→ **Task to complete**
Reproduce, character for character, the stretch of the listing from its beginning through the line that contains "190 257 L 167". Omit the pictures from your copy.

→ **Dataset**
%%
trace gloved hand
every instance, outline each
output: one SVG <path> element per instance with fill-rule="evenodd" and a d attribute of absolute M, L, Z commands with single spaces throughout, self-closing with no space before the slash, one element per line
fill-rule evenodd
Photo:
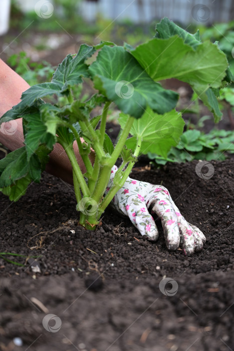
<path fill-rule="evenodd" d="M 113 184 L 118 167 L 114 166 L 106 192 Z M 162 222 L 166 244 L 169 250 L 176 250 L 180 244 L 184 254 L 189 255 L 198 251 L 205 242 L 204 235 L 195 226 L 188 223 L 180 214 L 168 190 L 162 186 L 127 179 L 124 185 L 111 202 L 112 206 L 121 214 L 128 216 L 142 235 L 150 240 L 156 240 L 158 231 L 148 209 L 153 206 Z"/>

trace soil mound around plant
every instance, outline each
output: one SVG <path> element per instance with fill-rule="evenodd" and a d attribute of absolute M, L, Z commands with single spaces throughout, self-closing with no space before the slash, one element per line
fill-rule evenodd
<path fill-rule="evenodd" d="M 212 161 L 207 180 L 197 163 L 131 174 L 166 187 L 204 233 L 204 248 L 190 257 L 168 251 L 156 218 L 155 243 L 111 209 L 95 232 L 84 230 L 72 187 L 46 173 L 18 203 L 0 194 L 0 252 L 38 256 L 41 270 L 0 258 L 0 349 L 233 349 L 234 160 Z"/>

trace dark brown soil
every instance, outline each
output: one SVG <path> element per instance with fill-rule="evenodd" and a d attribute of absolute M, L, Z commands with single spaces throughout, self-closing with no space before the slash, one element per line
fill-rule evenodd
<path fill-rule="evenodd" d="M 190 257 L 167 250 L 158 220 L 154 243 L 110 210 L 95 232 L 78 226 L 72 187 L 46 173 L 16 204 L 0 194 L 0 251 L 38 256 L 41 270 L 0 258 L 0 349 L 232 349 L 234 160 L 212 163 L 206 181 L 196 175 L 196 161 L 131 174 L 162 184 L 204 232 L 203 249 Z M 173 296 L 159 289 L 166 276 L 178 284 Z M 48 313 L 60 318 L 57 332 L 43 325 Z"/>

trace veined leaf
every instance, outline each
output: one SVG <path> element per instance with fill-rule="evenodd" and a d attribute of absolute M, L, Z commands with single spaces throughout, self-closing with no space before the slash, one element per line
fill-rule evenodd
<path fill-rule="evenodd" d="M 89 77 L 88 66 L 85 61 L 95 51 L 93 47 L 82 44 L 74 58 L 71 54 L 68 55 L 59 65 L 52 81 L 62 86 L 62 93 L 66 93 L 69 86 L 81 83 L 82 77 Z"/>
<path fill-rule="evenodd" d="M 28 160 L 40 145 L 45 144 L 51 151 L 57 138 L 55 135 L 47 132 L 48 127 L 40 113 L 25 115 L 23 120 Z"/>
<path fill-rule="evenodd" d="M 119 121 L 122 128 L 127 118 L 124 113 L 120 114 Z M 184 125 L 181 113 L 175 110 L 159 115 L 147 107 L 142 117 L 134 120 L 130 131 L 133 136 L 127 139 L 126 145 L 133 151 L 140 139 L 140 154 L 152 152 L 166 157 L 171 146 L 178 143 Z"/>
<path fill-rule="evenodd" d="M 178 95 L 153 81 L 123 48 L 104 46 L 89 69 L 95 87 L 125 113 L 136 118 L 148 104 L 164 113 L 174 108 Z"/>
<path fill-rule="evenodd" d="M 177 36 L 152 39 L 130 52 L 152 79 L 177 78 L 204 90 L 219 88 L 228 67 L 226 55 L 215 44 L 206 42 L 194 51 Z"/>
<path fill-rule="evenodd" d="M 172 21 L 165 17 L 158 23 L 156 27 L 155 38 L 167 39 L 177 34 L 183 39 L 185 44 L 195 49 L 201 43 L 199 30 L 195 34 L 191 34 L 184 29 L 177 26 Z"/>
<path fill-rule="evenodd" d="M 38 183 L 41 179 L 41 163 L 34 153 L 29 162 L 25 146 L 10 152 L 0 160 L 0 188 L 8 187 L 27 174 L 31 181 Z"/>

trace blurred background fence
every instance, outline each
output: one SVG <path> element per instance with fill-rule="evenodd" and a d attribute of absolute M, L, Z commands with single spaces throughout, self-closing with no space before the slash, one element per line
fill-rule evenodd
<path fill-rule="evenodd" d="M 83 16 L 89 21 L 94 21 L 98 13 L 135 23 L 166 17 L 185 25 L 226 22 L 234 18 L 232 0 L 84 0 L 81 5 Z"/>

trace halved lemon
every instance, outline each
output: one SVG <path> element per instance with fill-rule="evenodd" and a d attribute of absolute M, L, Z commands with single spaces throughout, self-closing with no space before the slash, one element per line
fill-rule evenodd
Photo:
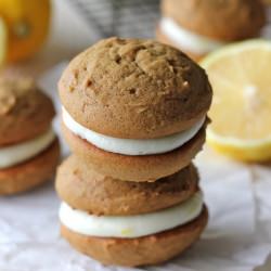
<path fill-rule="evenodd" d="M 201 65 L 214 89 L 207 142 L 237 159 L 271 159 L 271 41 L 224 47 Z"/>

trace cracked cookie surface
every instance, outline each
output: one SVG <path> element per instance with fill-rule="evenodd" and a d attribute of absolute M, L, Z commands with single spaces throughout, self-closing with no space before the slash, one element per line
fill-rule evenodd
<path fill-rule="evenodd" d="M 109 38 L 75 57 L 60 82 L 67 112 L 115 138 L 180 132 L 209 108 L 205 72 L 177 49 L 153 40 Z"/>

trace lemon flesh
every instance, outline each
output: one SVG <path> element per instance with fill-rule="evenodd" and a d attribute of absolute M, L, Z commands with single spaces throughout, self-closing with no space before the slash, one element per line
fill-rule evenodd
<path fill-rule="evenodd" d="M 201 64 L 214 89 L 207 142 L 237 159 L 271 159 L 271 42 L 228 46 Z"/>

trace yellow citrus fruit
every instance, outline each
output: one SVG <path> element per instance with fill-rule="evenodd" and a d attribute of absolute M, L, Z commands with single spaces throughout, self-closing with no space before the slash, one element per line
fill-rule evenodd
<path fill-rule="evenodd" d="M 271 42 L 228 46 L 201 64 L 214 89 L 207 142 L 237 159 L 271 159 Z"/>
<path fill-rule="evenodd" d="M 8 29 L 7 61 L 21 61 L 38 51 L 47 37 L 50 1 L 0 0 L 0 17 Z"/>
<path fill-rule="evenodd" d="M 0 17 L 0 66 L 4 63 L 8 50 L 8 29 L 3 20 Z"/>

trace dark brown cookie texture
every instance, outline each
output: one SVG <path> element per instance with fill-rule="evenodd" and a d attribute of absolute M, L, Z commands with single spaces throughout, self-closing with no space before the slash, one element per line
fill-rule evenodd
<path fill-rule="evenodd" d="M 208 221 L 207 208 L 193 221 L 169 231 L 138 237 L 94 237 L 70 231 L 62 224 L 62 235 L 73 247 L 104 264 L 150 266 L 167 261 L 189 248 Z"/>
<path fill-rule="evenodd" d="M 127 216 L 180 204 L 198 190 L 197 182 L 192 164 L 156 182 L 127 182 L 103 176 L 73 155 L 57 169 L 56 191 L 73 208 L 95 215 Z"/>
<path fill-rule="evenodd" d="M 127 139 L 189 129 L 211 102 L 204 69 L 172 47 L 141 39 L 95 43 L 69 63 L 59 90 L 77 122 Z"/>
<path fill-rule="evenodd" d="M 256 37 L 267 21 L 260 0 L 163 0 L 162 13 L 192 33 L 221 41 Z"/>
<path fill-rule="evenodd" d="M 0 147 L 42 134 L 54 114 L 52 101 L 33 79 L 0 79 Z"/>

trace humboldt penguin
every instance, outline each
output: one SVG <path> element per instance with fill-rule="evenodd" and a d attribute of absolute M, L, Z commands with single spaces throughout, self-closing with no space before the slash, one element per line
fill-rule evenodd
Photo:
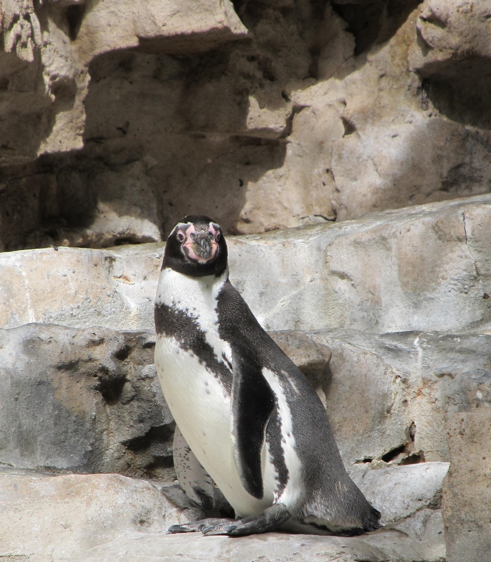
<path fill-rule="evenodd" d="M 169 533 L 356 534 L 380 527 L 313 388 L 230 283 L 225 239 L 208 217 L 185 217 L 167 238 L 155 327 L 156 368 L 179 428 L 179 479 L 203 507 L 213 505 L 215 482 L 237 518 Z"/>

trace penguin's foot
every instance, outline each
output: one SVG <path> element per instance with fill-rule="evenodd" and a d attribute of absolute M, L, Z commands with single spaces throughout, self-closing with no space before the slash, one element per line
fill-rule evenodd
<path fill-rule="evenodd" d="M 237 521 L 224 519 L 222 523 L 218 524 L 202 527 L 200 525 L 199 530 L 207 537 L 213 534 L 228 534 L 237 537 L 257 533 L 267 533 L 276 531 L 291 516 L 290 512 L 284 505 L 278 504 L 265 509 L 258 515 L 244 517 Z"/>
<path fill-rule="evenodd" d="M 202 531 L 204 528 L 210 528 L 217 525 L 233 525 L 237 523 L 235 519 L 224 519 L 209 518 L 207 519 L 199 519 L 192 523 L 183 523 L 182 525 L 172 525 L 169 528 L 167 534 L 175 534 L 176 533 L 196 533 Z"/>

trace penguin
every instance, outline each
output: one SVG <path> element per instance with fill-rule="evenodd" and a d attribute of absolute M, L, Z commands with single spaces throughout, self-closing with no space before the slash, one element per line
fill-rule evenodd
<path fill-rule="evenodd" d="M 346 472 L 320 399 L 229 280 L 225 239 L 208 217 L 185 217 L 167 238 L 154 314 L 155 366 L 179 428 L 180 479 L 197 468 L 199 478 L 184 483 L 191 496 L 212 505 L 216 483 L 236 517 L 169 533 L 380 527 L 380 513 Z"/>

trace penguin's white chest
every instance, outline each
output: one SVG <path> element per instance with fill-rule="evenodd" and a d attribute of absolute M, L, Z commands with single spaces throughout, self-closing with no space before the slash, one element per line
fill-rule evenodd
<path fill-rule="evenodd" d="M 217 279 L 162 271 L 156 304 L 170 307 L 176 316 L 185 314 L 192 319 L 192 326 L 180 338 L 157 333 L 155 365 L 165 399 L 193 453 L 237 514 L 245 516 L 259 514 L 272 504 L 276 486 L 274 470 L 269 463 L 263 463 L 262 500 L 246 492 L 234 460 L 229 392 L 223 378 L 210 368 L 209 361 L 207 364 L 210 350 L 206 357 L 202 353 L 200 357 L 191 345 L 193 338 L 201 338 L 211 348 L 215 364 L 221 364 L 221 370 L 228 370 L 231 380 L 231 352 L 228 343 L 220 338 L 216 311 L 216 298 L 226 278 L 226 272 Z"/>

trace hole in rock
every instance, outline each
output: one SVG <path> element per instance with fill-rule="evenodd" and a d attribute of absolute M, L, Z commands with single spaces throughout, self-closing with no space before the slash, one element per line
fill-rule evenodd
<path fill-rule="evenodd" d="M 66 8 L 66 22 L 68 24 L 68 34 L 72 41 L 75 41 L 80 30 L 85 7 L 80 4 L 69 6 Z"/>
<path fill-rule="evenodd" d="M 399 463 L 399 465 L 404 466 L 407 464 L 417 464 L 419 463 L 425 462 L 425 454 L 422 451 L 420 451 L 418 453 L 414 453 L 410 455 L 409 456 L 403 459 Z"/>
<path fill-rule="evenodd" d="M 131 348 L 129 346 L 124 346 L 120 350 L 118 350 L 116 351 L 114 354 L 114 356 L 116 359 L 119 359 L 120 361 L 124 361 L 125 359 L 128 358 L 128 355 L 129 355 L 130 350 Z"/>
<path fill-rule="evenodd" d="M 142 477 L 154 480 L 165 478 L 165 473 L 170 468 L 174 468 L 174 463 L 172 454 L 164 456 L 154 456 L 153 460 L 147 465 Z"/>
<path fill-rule="evenodd" d="M 125 386 L 125 378 L 99 378 L 98 389 L 107 404 L 115 404 L 120 399 Z"/>
<path fill-rule="evenodd" d="M 403 453 L 405 448 L 406 445 L 403 443 L 399 445 L 399 447 L 396 447 L 395 449 L 392 449 L 385 453 L 385 455 L 382 455 L 382 460 L 385 463 L 390 463 L 391 460 L 394 460 L 401 453 Z"/>
<path fill-rule="evenodd" d="M 333 8 L 348 24 L 347 31 L 354 36 L 354 54 L 369 51 L 372 45 L 388 41 L 422 0 L 378 0 L 343 2 Z"/>
<path fill-rule="evenodd" d="M 152 426 L 144 435 L 138 436 L 122 442 L 122 445 L 130 451 L 142 451 L 153 445 L 166 444 L 174 436 L 175 425 L 173 423 L 165 425 Z M 158 458 L 167 459 L 167 456 Z M 171 455 L 171 464 L 173 466 Z"/>
<path fill-rule="evenodd" d="M 343 121 L 343 126 L 344 128 L 343 137 L 347 137 L 348 135 L 353 134 L 356 130 L 356 126 L 349 119 L 347 119 L 345 117 L 342 117 L 341 121 Z"/>

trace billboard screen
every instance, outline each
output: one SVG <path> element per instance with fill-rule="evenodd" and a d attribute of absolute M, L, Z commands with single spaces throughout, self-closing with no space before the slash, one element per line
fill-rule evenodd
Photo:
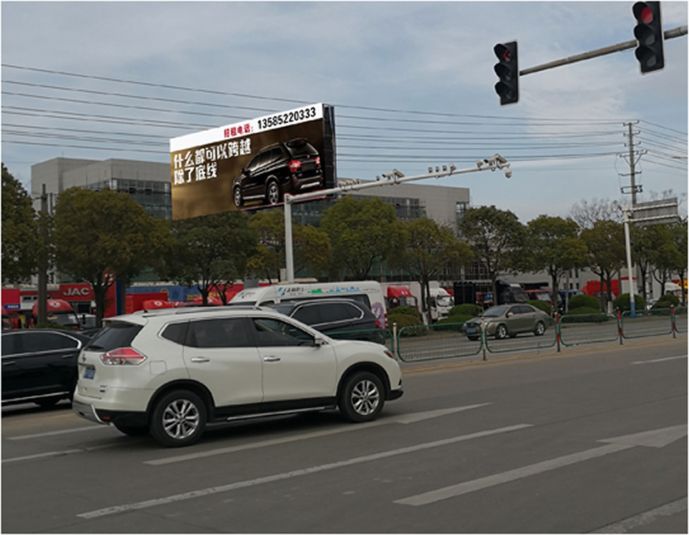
%%
→ **Output of the exercise**
trace gloved hand
every instance, outline each
output: one SVG <path> element per instance with fill-rule="evenodd" and a d attribute of absolute M, L, Z commands with single spaces throughout, self-closing with no space before the slash, one element per line
fill-rule evenodd
Photo:
<path fill-rule="evenodd" d="M 113 184 L 118 167 L 114 166 L 106 192 Z M 162 222 L 166 244 L 169 250 L 176 250 L 180 244 L 184 254 L 189 255 L 198 251 L 205 242 L 204 235 L 195 226 L 188 223 L 180 214 L 168 190 L 162 186 L 127 179 L 124 185 L 111 202 L 112 206 L 121 214 L 128 216 L 142 235 L 150 240 L 156 240 L 158 231 L 148 209 L 153 206 Z"/>

trace soil mound around plant
every instance, outline each
output: one SVG <path> element per instance with fill-rule="evenodd" and a d attribute of absolute M, L, Z commands with single spaces throughout, self-closing with no space before the slash, one element per line
fill-rule evenodd
<path fill-rule="evenodd" d="M 212 161 L 207 180 L 197 163 L 131 174 L 166 187 L 204 233 L 204 248 L 190 257 L 168 251 L 156 218 L 155 243 L 111 209 L 95 232 L 84 230 L 72 187 L 46 173 L 18 203 L 0 194 L 0 252 L 38 256 L 41 270 L 0 258 L 0 349 L 233 349 L 234 160 Z"/>

trace dark brown soil
every instance, outline each
output: one SVG <path> element per instance with fill-rule="evenodd" and a d attribute of absolute M, L, Z commands with single spaces throughout, self-closing with no space before the slash, one element per line
fill-rule evenodd
<path fill-rule="evenodd" d="M 190 257 L 167 250 L 158 220 L 154 243 L 110 210 L 95 232 L 78 226 L 72 187 L 46 173 L 16 204 L 0 194 L 0 251 L 38 256 L 41 270 L 0 258 L 0 349 L 232 349 L 234 160 L 212 163 L 206 181 L 196 175 L 196 161 L 131 174 L 162 184 L 204 232 L 203 249 Z M 173 296 L 159 289 L 166 276 L 178 284 Z M 48 313 L 60 318 L 57 332 L 43 325 Z"/>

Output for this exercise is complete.